[START OF Given entries]

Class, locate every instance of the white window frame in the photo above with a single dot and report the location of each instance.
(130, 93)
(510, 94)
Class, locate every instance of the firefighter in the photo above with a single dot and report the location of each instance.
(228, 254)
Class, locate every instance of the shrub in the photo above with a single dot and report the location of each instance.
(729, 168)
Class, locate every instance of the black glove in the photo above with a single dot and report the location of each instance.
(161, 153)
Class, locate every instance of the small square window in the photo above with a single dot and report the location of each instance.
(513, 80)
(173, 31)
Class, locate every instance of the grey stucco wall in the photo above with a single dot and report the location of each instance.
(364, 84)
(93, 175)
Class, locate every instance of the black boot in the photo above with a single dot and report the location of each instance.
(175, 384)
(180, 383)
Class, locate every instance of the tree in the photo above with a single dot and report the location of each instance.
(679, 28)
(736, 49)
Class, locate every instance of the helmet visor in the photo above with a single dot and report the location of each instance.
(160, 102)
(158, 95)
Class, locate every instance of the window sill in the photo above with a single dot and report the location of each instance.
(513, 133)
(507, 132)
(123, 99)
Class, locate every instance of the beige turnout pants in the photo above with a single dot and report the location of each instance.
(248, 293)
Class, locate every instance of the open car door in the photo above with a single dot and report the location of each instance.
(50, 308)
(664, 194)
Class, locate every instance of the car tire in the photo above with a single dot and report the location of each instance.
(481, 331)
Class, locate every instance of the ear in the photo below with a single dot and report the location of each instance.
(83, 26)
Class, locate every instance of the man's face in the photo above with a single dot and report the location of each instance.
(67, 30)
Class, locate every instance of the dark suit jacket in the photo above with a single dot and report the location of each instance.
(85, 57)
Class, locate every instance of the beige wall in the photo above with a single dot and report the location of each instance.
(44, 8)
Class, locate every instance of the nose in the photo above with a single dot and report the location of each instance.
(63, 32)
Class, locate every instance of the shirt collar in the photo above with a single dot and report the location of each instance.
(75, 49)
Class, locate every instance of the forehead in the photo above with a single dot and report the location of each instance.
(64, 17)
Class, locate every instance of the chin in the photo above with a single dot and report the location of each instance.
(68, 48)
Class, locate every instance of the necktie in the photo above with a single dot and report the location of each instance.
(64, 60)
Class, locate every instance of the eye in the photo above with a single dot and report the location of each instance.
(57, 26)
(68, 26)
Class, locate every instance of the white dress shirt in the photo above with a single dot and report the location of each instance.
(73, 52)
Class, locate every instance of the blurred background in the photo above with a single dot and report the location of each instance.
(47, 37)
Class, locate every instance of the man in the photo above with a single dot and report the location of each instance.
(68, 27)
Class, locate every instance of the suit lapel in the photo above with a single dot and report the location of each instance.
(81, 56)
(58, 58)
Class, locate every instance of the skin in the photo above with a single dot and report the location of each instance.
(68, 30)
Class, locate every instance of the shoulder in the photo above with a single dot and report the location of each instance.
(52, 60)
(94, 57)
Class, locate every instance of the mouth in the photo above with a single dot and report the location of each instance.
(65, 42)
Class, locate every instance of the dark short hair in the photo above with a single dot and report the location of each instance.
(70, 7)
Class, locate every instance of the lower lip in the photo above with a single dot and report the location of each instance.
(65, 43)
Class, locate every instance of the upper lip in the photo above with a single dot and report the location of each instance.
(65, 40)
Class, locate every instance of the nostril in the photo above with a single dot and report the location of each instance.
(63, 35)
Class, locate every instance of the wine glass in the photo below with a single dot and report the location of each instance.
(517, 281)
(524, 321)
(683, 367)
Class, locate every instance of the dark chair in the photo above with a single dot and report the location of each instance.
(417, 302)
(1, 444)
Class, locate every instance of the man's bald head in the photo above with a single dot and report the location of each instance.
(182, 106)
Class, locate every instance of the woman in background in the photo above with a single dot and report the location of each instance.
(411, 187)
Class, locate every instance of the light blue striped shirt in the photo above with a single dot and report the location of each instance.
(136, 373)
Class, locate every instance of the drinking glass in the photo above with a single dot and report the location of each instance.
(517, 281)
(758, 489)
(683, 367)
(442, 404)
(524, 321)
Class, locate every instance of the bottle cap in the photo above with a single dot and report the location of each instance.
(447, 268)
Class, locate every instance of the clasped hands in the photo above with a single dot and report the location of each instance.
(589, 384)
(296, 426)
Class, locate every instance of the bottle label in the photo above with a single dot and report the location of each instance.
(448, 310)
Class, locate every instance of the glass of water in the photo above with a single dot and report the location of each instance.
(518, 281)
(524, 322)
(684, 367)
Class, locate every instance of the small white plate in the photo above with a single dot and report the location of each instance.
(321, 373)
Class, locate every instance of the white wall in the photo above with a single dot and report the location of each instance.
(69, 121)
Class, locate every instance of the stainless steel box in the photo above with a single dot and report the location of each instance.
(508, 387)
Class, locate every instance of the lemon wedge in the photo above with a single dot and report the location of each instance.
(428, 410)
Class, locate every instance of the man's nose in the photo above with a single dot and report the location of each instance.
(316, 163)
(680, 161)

[END OF Given entries]

## Work to be completed:
Reproduce the listing from the line containing "Class, locate every instance of the glass" through the end, swapping "lemon wedge" for "lime wedge" and leaving everything else unchanged.

## Task response:
Class, locate every instance of the glass of water in the photo above with a single dot and report the location of each instance.
(518, 281)
(524, 322)
(684, 367)
Class, locate every instance of the small white plate in the photo above with a single dot and report the location of each instance.
(321, 373)
Class, locate every instance of the white wall in the photo above with a single dot and report the location of each instance.
(69, 121)
Class, locate every instance of the stainless steel box in the photo above with a single dot and report the location of each instance.
(508, 387)
Class, locate every instance of the lime wedge in the photo above with a single dot and report the location of each instance.
(428, 410)
Class, locate every instance of the man's nose in the photo above with a single dot and report the location of each instance.
(316, 163)
(680, 161)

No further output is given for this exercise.